Make an exact copy of all the data.

..........

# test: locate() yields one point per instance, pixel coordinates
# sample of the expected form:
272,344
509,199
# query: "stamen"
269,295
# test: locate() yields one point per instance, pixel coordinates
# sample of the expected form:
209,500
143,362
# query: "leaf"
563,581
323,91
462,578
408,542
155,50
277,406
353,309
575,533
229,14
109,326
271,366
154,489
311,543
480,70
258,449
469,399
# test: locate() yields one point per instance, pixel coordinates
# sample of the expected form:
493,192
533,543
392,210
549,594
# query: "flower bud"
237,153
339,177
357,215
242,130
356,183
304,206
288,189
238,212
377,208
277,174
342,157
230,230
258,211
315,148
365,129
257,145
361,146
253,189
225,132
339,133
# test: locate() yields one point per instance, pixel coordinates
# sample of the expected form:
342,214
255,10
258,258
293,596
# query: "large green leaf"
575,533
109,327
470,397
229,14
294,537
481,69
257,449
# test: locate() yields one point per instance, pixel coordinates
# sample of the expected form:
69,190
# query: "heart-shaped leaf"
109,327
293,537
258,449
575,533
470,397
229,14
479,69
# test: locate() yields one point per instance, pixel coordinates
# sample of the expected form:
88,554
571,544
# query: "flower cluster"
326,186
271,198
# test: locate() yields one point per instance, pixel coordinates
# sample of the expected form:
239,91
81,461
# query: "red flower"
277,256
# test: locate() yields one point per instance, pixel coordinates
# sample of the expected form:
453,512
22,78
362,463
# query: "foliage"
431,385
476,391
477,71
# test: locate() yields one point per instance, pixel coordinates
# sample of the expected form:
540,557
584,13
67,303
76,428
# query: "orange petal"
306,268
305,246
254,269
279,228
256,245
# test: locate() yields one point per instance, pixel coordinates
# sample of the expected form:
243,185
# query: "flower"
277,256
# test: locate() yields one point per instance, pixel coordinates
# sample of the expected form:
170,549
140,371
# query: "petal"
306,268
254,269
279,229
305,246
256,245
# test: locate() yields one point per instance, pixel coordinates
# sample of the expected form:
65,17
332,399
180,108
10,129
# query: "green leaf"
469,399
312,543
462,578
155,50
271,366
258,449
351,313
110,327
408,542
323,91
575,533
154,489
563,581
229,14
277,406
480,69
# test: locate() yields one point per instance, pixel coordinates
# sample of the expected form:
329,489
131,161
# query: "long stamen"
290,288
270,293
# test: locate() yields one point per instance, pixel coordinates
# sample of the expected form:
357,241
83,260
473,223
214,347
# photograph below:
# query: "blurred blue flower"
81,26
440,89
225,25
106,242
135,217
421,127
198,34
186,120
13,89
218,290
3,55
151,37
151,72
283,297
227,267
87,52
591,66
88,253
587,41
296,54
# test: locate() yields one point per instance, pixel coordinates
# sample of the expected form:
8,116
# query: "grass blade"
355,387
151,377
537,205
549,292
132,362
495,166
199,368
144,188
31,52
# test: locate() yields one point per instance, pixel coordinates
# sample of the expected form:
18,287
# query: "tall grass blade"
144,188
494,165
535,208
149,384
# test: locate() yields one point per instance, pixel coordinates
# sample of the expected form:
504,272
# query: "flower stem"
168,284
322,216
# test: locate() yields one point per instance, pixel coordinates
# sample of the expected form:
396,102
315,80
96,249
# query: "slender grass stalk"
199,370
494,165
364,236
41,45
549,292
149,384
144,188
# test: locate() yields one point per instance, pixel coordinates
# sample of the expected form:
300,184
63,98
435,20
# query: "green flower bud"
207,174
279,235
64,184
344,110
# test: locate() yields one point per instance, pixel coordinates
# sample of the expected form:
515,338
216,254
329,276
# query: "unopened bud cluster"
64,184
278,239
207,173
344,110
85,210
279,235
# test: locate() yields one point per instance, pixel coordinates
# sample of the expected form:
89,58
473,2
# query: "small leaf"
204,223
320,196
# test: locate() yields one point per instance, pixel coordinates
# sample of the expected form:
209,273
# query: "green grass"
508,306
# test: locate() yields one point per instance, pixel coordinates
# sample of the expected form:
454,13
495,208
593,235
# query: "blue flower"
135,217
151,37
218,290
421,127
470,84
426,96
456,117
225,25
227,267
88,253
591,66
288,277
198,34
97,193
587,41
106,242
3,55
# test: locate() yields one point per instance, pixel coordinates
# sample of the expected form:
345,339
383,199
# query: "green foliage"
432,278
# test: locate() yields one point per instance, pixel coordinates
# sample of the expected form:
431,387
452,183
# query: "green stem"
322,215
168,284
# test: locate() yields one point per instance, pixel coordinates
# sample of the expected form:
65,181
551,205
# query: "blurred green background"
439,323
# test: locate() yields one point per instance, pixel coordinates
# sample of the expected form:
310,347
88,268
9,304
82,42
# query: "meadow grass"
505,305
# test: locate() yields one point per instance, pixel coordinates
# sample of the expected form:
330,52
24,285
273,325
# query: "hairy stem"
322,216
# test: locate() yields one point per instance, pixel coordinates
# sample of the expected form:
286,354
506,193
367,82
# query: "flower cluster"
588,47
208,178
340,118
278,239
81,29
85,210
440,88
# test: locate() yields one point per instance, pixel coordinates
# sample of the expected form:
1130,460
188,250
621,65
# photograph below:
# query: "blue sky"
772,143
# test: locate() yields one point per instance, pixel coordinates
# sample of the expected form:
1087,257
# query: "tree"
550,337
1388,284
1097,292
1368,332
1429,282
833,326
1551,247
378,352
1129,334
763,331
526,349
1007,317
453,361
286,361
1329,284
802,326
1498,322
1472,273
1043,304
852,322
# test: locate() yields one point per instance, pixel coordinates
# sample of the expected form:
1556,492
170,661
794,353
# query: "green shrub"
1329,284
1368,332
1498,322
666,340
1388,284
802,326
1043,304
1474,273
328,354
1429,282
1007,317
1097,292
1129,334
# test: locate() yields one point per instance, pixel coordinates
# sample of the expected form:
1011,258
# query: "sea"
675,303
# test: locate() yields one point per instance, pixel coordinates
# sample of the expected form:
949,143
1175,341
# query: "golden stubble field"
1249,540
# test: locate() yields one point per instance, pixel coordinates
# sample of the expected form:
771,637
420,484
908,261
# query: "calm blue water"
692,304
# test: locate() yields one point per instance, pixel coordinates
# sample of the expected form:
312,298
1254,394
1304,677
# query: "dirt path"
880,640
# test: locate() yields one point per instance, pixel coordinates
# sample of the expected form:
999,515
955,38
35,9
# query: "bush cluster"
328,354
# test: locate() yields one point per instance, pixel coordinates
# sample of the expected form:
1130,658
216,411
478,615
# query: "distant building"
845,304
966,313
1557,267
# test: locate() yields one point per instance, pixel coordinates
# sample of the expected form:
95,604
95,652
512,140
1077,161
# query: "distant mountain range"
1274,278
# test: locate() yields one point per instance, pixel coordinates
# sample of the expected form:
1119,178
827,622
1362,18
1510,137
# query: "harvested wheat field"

..........

* Correct answer
# test: locate() yields one point per instance, pixel coordinates
# sample of the expected form:
272,344
509,199
# query: "stamen"
269,295
# test: locate() yields one point per instance, pixel coordinates
# sample of the expected form:
209,500
143,362
# query: "leaf"
563,581
323,91
462,578
408,542
155,50
277,406
353,309
575,533
229,14
109,326
271,366
154,489
311,543
480,70
258,449
469,399
# test: locate() yields one point per instance, pixel coordinates
# sample of the expected form:
493,192
533,543
392,210
549,594
# query: "flower bud"
237,153
339,177
357,215
242,130
356,183
304,206
288,189
238,212
377,208
277,174
342,157
230,230
258,211
315,148
365,129
257,145
361,146
253,189
225,132
339,133
# test: locate() yields one point per instance, pixel coordinates
# sample of the expected form:
342,214
255,10
258,258
293,596
# query: "large green leaf"
575,533
109,327
470,397
229,14
294,537
481,69
257,449
# test: locate() yields one point per instance, pixel coordinates
# sample of the expected form:
69,190
# query: "heart-shaped leaf"
109,327
293,537
258,449
575,533
470,397
229,14
479,69
# test: locate() yields one point per instance, pixel coordinates
# sample of the expected form:
88,554
571,544
# query: "flower cluster"
326,186
271,198
# test: locate() yields one point per instance, pixel coordinates
# sample of the expected form:
239,91
81,461
# query: "red flower"
277,256
# test: locate() yields one point per instance, pixel coordinates
# sample of the expected form:
453,512
22,78
362,463
# query: "foliage"
431,385
476,391
477,71
# test: locate() yields one point per instance, pixel coordinates
# sample of the expected form:
540,557
584,13
67,303
76,428
# query: "orange petal"
306,268
305,246
254,269
279,228
256,245
# test: locate() yields one point per instance, pixel coordinates
# sample of the expected form:
243,185
# query: "flower"
277,256
# test: locate() yields one point per instance, pixel coordinates
# sample of the expected form:
170,549
140,371
# query: "petal"
306,268
254,269
279,229
305,246
256,245
# test: locate() yields one point per instance, pixel coordinates
# sample of the expected form:
65,17
332,399
180,108
10,129
# query: "green leaf"
469,399
312,543
462,578
155,50
271,366
258,449
351,313
110,327
408,542
323,91
575,533
154,489
563,581
229,14
277,406
480,69
# test: locate() yields one point per instance, pixel coordinates
# sample of the expected form:
329,489
131,161
# query: "long stamen"
290,288
270,293
# test: locate() yields one point per instance, pixel coordinates
# sample of the expected form:
357,241
83,260
473,223
214,347
# photograph below:
# query: "blurred blue flower"
81,26
440,89
225,25
106,242
135,217
421,127
198,34
186,120
13,89
218,290
3,55
151,37
151,72
283,297
227,267
87,52
591,66
88,253
587,41
296,54
# test: locate() yields one point per instance, pixel coordinates
# sample of the expected form:
8,116
# query: "grass blade"
355,387
151,377
537,205
549,292
132,362
495,166
199,368
144,188
31,52
# test: locate() yields one point per instance, pixel coordinates
# sample of the expected form:
18,287
# query: "tall grass blade"
144,188
494,165
535,208
149,384
# test: locate() yields one point per instance, pixel coordinates
# sample of the expected form:
504,272
# query: "flower stem"
168,284
322,216
# test: locate() yields one point per instance, pixel coordinates
# sample of the expected form:
396,102
315,80
96,249
# query: "slender grass stalk"
199,370
494,165
364,236
41,45
549,292
149,384
144,188
# test: locate() yields one point per instance, pixel coordinates
# sample of the expected form:
300,184
63,98
435,20
# query: "green flower bud"
207,174
279,235
64,184
344,110
# test: locate() yields one point per instance, pixel coordinates
# sample of the expected form:
515,338
216,254
329,276
# query: "unopened bud cluster"
64,184
278,239
207,173
344,110
85,210
279,235
# test: locate() yields one point per instance, pixel coordinates
# sample of the expected form:
89,58
473,2
# query: "small leaf"
204,223
320,196
# test: locate() yields one point per instance, pixel coordinates
# sample of the expected form:
209,273
# query: "green grass"
508,306
# test: locate() yields one point per instance, pixel coordinates
# sample of the expected form:
454,13
495,208
593,235
# query: "blue flower"
135,217
151,37
218,290
421,127
470,84
426,96
456,117
225,25
227,267
88,253
591,66
288,277
198,34
97,193
587,41
106,242
3,55
# test: locate() yields one point per instance, pixel coordinates
# sample of the expected form:
345,339
383,199
# query: "green foliage"
432,278
# test: locate() yields one point per instance, pixel coordinates
# sample of the expected form:
431,387
452,183
# query: "green stem"
322,215
168,284
# test: locate() yields one point per instance, pixel coordinates
# sample of the expected form:
65,181
551,205
# query: "blurred green background"
439,323
# test: locate() yields one point per instance, pixel coordinates
# sample of the expected form:
310,347
88,268
9,304
82,42
# query: "meadow grass"
505,305
# test: locate() yields one point per instance, pixel coordinates
# sample of the expected form:
330,52
24,285
273,325
# query: "hairy stem"
322,216
# test: locate() yields one point per instance, pixel coordinates
# sample of the expected form:
286,354
506,193
367,82
# query: "flower cluster"
588,47
208,178
340,118
278,239
81,29
85,210
440,88
# test: locate() yields one point per instance, pixel coordinates
# sample of the expected form:
1130,460
188,250
621,65
# photograph below:
# query: "blue sky"
772,143
# test: locate() yields one point per instance, pixel coordinates
# sample of the expected form:
1087,257
# query: "tree"
550,337
1388,284
1097,292
1368,332
1429,282
833,326
1551,247
378,352
1129,334
763,331
526,349
1007,317
453,361
286,361
1329,284
802,326
1498,322
1472,273
1043,304
852,322
# test: locate() yields one point per instance, pixel coordinates
# sample of the expected form:
1556,492
170,661
794,353
# query: "green shrub"
1329,284
1368,332
1498,322
666,340
1388,284
802,326
1043,304
1474,273
328,354
1429,282
1007,317
1097,292
1129,334
# test: locate() yields one point per instance, pixel coordinates
# sample of the expected form:
1011,258
# query: "sea"
675,303
# test: locate() yields one point per instance, pixel coordinates
# sample of the expected form:
949,143
1175,341
# query: "golden stubble field"
1249,540
# test: locate() yields one point per instance, pixel coordinates
# sample of the expected form:
771,637
420,484
908,261
# query: "calm blue water"
692,304
# test: locate() yields one point per instance, pixel coordinates
# sample of the expected form:
312,298
1254,394
1304,677
# query: "dirt path"
880,640
# test: locate() yields one point per instance, pixel coordinates
# sample of the expected form:
999,515
955,38
35,9
# query: "bush cluster"
328,354
# test: locate() yields one point per instance, pixel coordinates
# sample of the expected form:
1130,658
216,411
478,615
# query: "distant building"
845,304
966,313
1557,267
# test: locate() yields one point per instance, pixel coordinates
# sample of the expected form:
95,604
95,652
512,140
1077,161
# query: "distant mountain range"
1274,278
# test: locate() yields one point per instance, pixel coordinates
# sample of the expected form:
1119,178
827,622
1362,18
1510,137
# query: "harvested wheat field"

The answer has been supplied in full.